- [Document excerpt]:
-------------------------

Here, the portion of the challenged regulation seeking to prevent the dissemination of alcohol advertisements to readers age 21 or older does exactly what Sorrell prohibits: it attempts to keep would-be drinkers in the dark based on what the ABC perceives to be their own good. Therefore, the district court erred in concluding that the challenged regulation is appropriately tailored to achieve its objective of reducing abusive college drinking.
IV.
Because a regulation of commercial speech must satisfy all four Central Hudson prongs in order to survive an as-applied challenge, and the regulation in question here does not satisfy the fourth prong, the challenged regulation violates the First Amendment as applied to the College Newspapers. Therefore, the judgment of the district court is

REVERSED.

-------------------------

- [Tasks and exercises]:
1. From the court opinion excerpt on alcohol advertising, quote the passage starting at "Here, the portion" and ending at "abusive college drinking.".
2. In the court opinion excerpt on alcohol advertising, which Central Hudson prong does the challenged regulation fail to satisfy?
3. Carry on the court opinion excerpt on alcohol advertising from its last sentence.

- [Data to examine]:

-------------------------

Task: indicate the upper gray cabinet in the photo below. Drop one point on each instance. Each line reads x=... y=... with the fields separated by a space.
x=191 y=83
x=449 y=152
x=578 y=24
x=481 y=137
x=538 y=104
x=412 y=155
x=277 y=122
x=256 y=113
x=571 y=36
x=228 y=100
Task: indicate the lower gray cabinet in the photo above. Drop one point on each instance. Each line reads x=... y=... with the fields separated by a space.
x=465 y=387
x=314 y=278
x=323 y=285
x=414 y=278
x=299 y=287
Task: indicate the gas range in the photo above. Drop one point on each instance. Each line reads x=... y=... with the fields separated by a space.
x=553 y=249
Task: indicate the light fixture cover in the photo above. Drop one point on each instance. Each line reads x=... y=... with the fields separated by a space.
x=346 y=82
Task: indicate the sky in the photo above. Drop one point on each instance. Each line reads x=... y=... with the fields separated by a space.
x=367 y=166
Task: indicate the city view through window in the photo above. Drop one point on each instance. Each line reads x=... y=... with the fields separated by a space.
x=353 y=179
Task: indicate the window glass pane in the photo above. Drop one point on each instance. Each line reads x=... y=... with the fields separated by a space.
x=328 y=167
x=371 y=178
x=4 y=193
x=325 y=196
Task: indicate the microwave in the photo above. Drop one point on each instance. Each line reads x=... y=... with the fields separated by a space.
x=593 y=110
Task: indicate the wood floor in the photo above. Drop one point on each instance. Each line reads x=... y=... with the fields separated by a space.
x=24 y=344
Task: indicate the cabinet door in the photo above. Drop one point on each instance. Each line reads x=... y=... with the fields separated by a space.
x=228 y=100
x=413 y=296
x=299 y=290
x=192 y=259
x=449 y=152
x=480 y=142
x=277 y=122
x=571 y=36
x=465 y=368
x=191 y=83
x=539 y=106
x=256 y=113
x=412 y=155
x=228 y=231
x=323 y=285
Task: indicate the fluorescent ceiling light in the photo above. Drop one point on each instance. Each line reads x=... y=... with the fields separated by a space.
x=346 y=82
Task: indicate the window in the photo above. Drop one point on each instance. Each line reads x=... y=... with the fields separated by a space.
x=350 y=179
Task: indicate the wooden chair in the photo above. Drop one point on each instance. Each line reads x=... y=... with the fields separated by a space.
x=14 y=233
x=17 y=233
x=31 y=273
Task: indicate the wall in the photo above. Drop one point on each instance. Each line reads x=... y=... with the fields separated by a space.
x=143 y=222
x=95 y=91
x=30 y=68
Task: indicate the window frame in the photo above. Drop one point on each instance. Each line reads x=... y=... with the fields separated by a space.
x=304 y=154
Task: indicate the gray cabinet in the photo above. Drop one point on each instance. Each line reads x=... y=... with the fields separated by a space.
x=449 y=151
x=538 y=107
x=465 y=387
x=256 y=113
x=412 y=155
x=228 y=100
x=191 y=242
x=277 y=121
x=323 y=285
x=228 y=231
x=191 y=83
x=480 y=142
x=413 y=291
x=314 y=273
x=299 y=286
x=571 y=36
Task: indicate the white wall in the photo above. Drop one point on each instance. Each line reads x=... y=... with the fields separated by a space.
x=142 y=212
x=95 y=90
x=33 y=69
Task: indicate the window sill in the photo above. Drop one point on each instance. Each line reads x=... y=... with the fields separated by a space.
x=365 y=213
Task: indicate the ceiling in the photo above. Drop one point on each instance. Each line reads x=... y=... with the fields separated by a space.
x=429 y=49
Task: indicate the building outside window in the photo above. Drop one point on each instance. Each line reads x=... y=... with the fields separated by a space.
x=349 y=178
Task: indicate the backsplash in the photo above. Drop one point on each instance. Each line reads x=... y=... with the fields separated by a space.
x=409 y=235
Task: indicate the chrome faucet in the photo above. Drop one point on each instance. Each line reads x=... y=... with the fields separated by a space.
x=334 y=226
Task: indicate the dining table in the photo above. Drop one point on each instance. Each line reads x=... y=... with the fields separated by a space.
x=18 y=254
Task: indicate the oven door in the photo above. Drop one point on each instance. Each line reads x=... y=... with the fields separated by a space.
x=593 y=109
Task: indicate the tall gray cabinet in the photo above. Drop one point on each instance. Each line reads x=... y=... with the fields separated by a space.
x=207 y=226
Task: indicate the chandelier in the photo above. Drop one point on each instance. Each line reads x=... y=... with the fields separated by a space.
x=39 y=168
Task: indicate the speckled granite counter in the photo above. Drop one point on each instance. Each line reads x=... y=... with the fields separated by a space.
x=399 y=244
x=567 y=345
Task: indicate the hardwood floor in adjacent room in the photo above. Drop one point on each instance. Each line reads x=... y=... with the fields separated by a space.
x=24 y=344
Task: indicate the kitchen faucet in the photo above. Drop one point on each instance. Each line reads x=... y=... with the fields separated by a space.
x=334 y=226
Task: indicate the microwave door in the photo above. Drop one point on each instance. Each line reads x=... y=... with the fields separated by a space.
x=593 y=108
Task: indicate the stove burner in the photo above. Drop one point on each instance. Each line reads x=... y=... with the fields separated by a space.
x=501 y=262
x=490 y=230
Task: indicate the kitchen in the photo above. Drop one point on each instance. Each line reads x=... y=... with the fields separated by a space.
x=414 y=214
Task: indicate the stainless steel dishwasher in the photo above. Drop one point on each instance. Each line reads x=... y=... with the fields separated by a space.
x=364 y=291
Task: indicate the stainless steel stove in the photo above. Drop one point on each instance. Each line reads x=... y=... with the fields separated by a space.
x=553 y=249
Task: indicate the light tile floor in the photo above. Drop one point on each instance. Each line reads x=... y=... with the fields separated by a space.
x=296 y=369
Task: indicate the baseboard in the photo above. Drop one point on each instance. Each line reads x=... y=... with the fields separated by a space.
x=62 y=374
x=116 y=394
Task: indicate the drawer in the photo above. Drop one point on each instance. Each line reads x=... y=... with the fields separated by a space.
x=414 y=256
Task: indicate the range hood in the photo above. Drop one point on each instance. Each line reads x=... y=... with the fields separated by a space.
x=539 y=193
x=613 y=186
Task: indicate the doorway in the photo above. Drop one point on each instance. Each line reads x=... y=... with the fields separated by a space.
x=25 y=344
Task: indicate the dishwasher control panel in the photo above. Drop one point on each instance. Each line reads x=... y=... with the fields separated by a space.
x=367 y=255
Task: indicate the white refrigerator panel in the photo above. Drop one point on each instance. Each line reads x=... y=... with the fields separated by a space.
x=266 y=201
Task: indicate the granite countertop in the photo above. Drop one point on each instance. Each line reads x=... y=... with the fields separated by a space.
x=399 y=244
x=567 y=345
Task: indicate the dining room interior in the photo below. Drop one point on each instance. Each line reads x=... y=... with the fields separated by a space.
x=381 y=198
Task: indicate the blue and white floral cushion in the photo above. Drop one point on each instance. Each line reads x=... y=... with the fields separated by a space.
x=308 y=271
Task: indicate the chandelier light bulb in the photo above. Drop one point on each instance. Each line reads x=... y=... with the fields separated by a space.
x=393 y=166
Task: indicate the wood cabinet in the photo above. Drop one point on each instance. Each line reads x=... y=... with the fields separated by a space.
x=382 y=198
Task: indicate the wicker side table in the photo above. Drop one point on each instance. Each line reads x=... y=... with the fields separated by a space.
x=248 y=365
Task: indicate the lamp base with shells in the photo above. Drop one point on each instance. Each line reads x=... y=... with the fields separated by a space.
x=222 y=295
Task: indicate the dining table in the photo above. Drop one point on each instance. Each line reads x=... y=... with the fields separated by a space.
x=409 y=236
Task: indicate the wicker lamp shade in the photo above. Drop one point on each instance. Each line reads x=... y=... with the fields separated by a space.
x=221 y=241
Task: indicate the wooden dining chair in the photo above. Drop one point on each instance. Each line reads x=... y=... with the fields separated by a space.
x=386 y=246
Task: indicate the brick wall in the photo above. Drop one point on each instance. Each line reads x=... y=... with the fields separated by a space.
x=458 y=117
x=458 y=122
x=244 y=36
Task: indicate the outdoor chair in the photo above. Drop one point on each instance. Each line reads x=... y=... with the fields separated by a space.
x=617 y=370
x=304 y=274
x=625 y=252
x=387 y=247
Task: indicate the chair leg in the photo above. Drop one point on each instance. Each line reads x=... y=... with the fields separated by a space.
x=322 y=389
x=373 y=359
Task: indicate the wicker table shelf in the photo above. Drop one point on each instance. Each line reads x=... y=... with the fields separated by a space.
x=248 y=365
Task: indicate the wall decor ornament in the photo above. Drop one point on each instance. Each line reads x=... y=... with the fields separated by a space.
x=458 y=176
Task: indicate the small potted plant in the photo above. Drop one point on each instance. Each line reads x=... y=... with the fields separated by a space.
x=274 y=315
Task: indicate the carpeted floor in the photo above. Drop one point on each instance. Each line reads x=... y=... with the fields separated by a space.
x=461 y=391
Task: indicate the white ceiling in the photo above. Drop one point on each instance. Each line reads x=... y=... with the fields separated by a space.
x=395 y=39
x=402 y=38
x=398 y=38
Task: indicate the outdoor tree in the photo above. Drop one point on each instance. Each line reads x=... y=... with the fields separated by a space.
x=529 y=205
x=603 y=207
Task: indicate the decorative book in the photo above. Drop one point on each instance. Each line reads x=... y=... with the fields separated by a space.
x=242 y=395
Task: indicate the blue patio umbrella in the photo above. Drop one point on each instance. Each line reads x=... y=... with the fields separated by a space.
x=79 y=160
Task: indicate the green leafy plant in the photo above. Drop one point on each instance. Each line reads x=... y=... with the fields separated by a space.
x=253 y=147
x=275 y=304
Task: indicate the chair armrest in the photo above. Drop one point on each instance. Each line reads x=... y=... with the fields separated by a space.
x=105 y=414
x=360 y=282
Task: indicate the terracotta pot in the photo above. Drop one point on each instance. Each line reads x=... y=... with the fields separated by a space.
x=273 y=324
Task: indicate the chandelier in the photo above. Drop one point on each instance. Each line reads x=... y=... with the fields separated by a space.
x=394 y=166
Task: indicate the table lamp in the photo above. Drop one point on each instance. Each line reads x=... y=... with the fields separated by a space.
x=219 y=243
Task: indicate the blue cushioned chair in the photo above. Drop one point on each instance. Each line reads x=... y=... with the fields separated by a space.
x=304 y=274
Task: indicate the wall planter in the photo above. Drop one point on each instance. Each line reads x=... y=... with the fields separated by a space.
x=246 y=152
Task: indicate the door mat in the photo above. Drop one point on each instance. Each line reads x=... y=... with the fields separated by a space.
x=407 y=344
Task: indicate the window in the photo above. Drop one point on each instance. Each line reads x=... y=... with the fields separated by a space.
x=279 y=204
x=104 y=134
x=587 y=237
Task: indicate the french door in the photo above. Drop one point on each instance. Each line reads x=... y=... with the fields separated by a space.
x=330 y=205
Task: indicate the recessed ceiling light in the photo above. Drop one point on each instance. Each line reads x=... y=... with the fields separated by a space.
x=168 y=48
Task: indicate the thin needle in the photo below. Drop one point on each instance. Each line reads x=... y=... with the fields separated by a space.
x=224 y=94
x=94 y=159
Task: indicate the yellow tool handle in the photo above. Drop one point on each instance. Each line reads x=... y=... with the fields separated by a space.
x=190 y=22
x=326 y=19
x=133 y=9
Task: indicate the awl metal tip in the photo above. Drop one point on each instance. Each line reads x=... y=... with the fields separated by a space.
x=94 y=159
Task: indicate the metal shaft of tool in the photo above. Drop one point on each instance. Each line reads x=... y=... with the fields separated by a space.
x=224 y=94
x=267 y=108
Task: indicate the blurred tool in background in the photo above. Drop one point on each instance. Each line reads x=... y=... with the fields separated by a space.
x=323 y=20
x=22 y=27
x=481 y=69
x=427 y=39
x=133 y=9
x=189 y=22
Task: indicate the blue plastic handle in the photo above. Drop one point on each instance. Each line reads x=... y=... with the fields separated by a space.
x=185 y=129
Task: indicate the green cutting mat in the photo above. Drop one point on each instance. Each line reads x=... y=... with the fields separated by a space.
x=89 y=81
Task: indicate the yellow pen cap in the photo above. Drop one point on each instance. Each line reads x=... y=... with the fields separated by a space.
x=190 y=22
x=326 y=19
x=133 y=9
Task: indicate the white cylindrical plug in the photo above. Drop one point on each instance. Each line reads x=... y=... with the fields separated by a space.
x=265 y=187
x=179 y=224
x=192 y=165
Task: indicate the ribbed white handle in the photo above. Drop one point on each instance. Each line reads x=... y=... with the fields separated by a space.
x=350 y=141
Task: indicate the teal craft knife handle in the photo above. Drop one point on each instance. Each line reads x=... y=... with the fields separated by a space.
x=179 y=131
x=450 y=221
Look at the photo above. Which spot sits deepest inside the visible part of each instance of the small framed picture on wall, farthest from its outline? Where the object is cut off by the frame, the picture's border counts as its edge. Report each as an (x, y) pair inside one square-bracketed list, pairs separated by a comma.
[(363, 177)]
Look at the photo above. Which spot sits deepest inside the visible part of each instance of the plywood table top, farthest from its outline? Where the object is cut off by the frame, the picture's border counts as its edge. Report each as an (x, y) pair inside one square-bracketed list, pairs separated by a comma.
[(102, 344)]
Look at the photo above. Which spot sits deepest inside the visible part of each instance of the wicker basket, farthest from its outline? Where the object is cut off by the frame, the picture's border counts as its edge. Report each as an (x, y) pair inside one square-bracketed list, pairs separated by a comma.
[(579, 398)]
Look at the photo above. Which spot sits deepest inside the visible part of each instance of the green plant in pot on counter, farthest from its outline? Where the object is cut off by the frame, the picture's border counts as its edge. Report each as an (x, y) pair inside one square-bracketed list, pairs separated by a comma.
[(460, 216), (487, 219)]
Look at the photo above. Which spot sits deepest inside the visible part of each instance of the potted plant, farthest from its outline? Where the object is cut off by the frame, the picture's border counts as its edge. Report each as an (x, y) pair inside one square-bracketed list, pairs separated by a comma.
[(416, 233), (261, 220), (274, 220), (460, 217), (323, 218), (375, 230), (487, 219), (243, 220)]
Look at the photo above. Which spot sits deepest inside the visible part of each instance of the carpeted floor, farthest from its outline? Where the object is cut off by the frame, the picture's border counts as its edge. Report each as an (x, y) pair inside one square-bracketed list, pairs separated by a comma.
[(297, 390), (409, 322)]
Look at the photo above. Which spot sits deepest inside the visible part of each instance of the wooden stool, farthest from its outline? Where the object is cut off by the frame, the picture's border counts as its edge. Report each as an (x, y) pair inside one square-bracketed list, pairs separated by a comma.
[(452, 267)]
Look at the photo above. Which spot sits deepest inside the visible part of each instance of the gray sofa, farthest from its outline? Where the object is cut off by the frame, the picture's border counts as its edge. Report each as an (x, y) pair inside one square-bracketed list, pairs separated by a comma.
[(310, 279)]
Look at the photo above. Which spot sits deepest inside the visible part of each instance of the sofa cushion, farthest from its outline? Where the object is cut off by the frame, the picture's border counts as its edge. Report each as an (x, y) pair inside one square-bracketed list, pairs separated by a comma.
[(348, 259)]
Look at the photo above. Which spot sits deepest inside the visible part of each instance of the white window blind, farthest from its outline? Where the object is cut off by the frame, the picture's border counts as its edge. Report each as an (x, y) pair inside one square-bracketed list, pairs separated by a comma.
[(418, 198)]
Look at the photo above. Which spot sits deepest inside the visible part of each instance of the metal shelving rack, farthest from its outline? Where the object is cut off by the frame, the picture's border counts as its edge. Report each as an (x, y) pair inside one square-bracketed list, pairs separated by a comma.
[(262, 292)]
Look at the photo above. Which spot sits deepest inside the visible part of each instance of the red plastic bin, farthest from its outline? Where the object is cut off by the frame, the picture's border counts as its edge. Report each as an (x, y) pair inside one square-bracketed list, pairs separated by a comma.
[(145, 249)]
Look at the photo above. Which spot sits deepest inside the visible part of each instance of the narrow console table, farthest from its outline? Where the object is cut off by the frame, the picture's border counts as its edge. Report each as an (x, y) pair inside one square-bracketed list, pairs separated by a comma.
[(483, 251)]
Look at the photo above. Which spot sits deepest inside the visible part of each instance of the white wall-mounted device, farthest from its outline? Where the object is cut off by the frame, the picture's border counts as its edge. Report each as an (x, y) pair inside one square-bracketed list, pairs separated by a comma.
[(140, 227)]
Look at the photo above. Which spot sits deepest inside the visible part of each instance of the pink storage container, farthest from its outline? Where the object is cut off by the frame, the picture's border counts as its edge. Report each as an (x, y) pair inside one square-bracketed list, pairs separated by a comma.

-------------------------

- [Replies]:
1.
Here, the portion of the challenged regulation seeking to prevent the dissemination of alcohol advertisements to readers age 21 or older does exactly what Sorrell prohibits: it attempts to keep would-be drinkers in the dark based on what the ABC perceives to be their own good. Therefore, the district court erred in concluding that the challenged regulation is appropriately tailored to achieve its objective of reducing abusive college drinking.

2. The fourth prong.

3.
. In 2008, at the time of the initial district court disposition in this case, the relevant *295regulatory language was codified at 3 Va. Admin. Code § 5-20-40(B)(3) (2008). This section was amended in 2010. The only substantive difference between the version of the regulation in place in 2008 and the version in place at present is that the current version of the regulation does not enumerate the phrases permissible for use in an alcohol advertisement by a “dining establishment/' while the former version did. This difference is immaterial to our resolution of the present appeal.

. Citations to the “J.A.” refer to the Joint Appendix filed by the parties in this appeal.

. "Prescriber-identifying information” is information that identifies doctors and the drugs that they prescribe. It is often used as a marketing tool by pharmaceutical sales representatives. See Sorrell, 131 S.Ct. at 2659-60.

. While Sorrell spoke in terms of “heightened scrutiny” as opposed to "strict scrutiny,” the College Newspapers nonetheless argue that strict scrutiny applies. To be sure, the question of whether Son-ell’s “heightened scrutiny” is, in fact, strict scrutiny remains unanswered. However, because we conclude that the challenged regulation in this case fails Central Hudson, we need not attempt to answer that question here.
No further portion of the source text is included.